- **Task prompt**:
Reproduce the data verbatim. Begin at the line that contains "Question. For every instance of the church" and continue through the final line of the data.

Some data

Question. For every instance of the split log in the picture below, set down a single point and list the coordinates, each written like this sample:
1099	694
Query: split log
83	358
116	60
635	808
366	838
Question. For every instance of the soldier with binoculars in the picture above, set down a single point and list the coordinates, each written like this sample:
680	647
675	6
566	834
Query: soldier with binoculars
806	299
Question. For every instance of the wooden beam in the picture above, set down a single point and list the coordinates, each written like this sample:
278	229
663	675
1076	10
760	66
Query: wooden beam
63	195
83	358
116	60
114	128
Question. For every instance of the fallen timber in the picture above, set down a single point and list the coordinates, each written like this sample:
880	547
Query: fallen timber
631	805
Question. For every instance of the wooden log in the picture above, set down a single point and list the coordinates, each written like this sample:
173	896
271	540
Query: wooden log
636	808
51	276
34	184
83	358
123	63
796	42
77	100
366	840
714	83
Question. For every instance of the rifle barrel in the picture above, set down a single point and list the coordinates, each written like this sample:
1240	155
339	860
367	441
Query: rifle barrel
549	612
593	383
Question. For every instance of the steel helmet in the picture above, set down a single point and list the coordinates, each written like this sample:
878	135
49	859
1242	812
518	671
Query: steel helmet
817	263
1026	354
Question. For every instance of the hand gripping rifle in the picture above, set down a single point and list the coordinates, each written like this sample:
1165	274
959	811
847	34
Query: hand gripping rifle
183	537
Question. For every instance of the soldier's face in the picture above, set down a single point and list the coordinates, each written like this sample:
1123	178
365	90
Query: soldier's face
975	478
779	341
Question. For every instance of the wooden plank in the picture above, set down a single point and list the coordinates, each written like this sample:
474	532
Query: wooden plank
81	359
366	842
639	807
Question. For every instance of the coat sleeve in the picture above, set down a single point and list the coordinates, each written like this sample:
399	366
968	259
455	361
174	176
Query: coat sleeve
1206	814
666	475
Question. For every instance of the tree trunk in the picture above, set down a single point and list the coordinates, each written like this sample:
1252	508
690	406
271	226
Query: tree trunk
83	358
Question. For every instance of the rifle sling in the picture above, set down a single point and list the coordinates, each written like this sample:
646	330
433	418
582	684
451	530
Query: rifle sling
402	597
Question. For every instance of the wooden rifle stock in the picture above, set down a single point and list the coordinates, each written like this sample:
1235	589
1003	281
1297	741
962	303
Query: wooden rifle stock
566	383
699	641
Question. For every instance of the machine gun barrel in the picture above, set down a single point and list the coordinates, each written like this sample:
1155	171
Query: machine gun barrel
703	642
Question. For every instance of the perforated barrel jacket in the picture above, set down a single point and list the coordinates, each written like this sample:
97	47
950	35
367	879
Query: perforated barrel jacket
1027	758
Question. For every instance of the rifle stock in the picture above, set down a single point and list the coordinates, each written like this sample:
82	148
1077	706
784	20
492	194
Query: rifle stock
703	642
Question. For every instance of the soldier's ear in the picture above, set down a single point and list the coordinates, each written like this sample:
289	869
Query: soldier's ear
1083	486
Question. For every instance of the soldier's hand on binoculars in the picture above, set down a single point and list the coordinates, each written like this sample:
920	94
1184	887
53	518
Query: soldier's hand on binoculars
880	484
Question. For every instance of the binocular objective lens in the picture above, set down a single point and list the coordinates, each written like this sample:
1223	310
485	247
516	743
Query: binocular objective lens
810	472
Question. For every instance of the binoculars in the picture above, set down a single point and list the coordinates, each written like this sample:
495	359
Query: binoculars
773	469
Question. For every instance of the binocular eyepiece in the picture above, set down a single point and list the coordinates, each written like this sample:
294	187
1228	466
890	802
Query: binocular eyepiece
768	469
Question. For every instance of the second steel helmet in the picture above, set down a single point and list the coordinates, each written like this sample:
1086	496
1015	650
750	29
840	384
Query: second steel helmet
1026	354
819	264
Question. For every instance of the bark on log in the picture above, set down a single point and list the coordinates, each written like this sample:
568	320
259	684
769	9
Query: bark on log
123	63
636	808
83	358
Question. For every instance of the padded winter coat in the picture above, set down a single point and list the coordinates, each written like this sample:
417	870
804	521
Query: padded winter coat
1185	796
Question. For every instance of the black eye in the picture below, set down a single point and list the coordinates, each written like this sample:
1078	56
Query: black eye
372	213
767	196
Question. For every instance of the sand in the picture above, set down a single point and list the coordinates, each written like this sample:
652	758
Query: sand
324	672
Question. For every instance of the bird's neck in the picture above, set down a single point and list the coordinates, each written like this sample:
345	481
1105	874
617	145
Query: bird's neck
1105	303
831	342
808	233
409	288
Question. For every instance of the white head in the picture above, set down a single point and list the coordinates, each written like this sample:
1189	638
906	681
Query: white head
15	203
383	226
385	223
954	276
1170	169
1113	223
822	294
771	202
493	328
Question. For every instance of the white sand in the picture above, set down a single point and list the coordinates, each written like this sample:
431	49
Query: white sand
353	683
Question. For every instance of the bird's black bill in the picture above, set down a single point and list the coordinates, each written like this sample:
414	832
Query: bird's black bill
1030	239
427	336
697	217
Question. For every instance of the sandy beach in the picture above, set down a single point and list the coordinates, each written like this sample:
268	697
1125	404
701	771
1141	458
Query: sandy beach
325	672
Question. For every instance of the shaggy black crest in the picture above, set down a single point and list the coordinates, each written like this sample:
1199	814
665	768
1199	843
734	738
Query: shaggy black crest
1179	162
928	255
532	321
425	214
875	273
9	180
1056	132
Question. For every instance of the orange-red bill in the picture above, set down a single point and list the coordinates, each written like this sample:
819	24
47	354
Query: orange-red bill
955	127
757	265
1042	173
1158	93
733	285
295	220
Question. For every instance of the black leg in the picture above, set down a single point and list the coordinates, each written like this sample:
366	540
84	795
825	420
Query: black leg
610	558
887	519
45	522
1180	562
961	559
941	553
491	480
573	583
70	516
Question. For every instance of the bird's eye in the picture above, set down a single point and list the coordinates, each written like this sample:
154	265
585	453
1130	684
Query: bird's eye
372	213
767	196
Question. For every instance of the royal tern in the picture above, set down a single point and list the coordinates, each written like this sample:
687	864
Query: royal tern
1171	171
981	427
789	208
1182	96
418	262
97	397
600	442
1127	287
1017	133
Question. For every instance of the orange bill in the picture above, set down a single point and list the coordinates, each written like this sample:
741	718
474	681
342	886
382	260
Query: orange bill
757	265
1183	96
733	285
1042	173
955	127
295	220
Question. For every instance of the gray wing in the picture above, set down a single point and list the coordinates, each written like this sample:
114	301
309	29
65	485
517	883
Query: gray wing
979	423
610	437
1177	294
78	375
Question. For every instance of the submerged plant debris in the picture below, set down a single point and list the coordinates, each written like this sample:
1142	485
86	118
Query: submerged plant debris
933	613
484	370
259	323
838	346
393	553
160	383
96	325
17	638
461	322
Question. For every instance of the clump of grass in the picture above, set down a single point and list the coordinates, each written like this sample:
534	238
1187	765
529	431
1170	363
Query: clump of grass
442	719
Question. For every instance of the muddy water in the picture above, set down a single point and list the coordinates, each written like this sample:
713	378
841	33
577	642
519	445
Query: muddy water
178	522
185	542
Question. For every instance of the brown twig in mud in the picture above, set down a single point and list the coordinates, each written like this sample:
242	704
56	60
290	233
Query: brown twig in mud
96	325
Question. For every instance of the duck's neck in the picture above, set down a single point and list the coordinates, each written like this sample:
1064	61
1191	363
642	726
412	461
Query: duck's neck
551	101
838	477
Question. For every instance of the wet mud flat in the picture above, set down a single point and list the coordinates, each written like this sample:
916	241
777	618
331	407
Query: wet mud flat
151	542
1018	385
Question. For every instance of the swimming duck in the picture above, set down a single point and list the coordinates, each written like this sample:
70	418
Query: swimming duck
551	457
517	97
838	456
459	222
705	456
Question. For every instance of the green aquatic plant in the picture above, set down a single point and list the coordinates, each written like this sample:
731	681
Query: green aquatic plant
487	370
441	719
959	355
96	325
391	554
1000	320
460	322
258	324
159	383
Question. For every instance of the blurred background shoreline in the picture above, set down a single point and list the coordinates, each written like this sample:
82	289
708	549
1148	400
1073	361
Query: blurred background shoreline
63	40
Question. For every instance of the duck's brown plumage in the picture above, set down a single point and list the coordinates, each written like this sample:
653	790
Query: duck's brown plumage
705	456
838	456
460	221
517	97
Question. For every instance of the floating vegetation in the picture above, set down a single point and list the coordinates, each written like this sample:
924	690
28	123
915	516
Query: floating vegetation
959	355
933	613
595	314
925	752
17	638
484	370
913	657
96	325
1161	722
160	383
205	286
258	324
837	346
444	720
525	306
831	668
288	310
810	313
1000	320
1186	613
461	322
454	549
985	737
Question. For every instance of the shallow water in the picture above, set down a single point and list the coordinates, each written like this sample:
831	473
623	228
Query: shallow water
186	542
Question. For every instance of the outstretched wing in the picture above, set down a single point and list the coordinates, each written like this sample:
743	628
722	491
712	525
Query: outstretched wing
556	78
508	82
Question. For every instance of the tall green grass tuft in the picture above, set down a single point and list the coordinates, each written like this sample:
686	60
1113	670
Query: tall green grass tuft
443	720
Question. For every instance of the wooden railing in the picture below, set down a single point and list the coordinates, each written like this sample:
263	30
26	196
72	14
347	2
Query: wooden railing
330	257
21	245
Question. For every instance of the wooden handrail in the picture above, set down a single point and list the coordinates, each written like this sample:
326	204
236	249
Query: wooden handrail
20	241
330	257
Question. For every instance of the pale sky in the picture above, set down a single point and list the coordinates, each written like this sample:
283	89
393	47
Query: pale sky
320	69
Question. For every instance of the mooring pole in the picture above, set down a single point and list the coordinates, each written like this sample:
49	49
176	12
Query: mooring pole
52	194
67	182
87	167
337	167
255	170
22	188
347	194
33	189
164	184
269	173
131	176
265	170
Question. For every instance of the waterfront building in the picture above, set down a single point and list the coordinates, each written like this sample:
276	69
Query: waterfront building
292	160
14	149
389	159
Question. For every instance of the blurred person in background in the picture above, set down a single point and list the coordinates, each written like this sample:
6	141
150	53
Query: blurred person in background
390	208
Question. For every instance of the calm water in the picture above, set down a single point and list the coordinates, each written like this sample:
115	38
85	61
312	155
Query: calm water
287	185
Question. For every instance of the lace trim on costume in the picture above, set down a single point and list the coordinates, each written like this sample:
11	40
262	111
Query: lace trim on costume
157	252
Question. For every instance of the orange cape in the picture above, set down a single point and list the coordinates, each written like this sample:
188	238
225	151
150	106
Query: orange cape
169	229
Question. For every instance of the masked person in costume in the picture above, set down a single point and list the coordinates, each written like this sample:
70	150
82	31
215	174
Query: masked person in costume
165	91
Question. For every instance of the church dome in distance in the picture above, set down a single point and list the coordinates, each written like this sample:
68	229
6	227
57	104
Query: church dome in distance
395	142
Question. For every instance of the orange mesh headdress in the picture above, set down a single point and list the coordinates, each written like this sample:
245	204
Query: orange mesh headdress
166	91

- **The reply**:
Question. For every instance of the church dome in distance in the picture above, set down a single point and list the coordinates, each written like this sample:
68	229
6	227
57	104
Query: church dome in distance
395	142
Question. For every instance of the orange mesh headdress in the picture above, set down a single point and list the coordinates, each written like this sample:
245	204
Query: orange mesh headdress
166	91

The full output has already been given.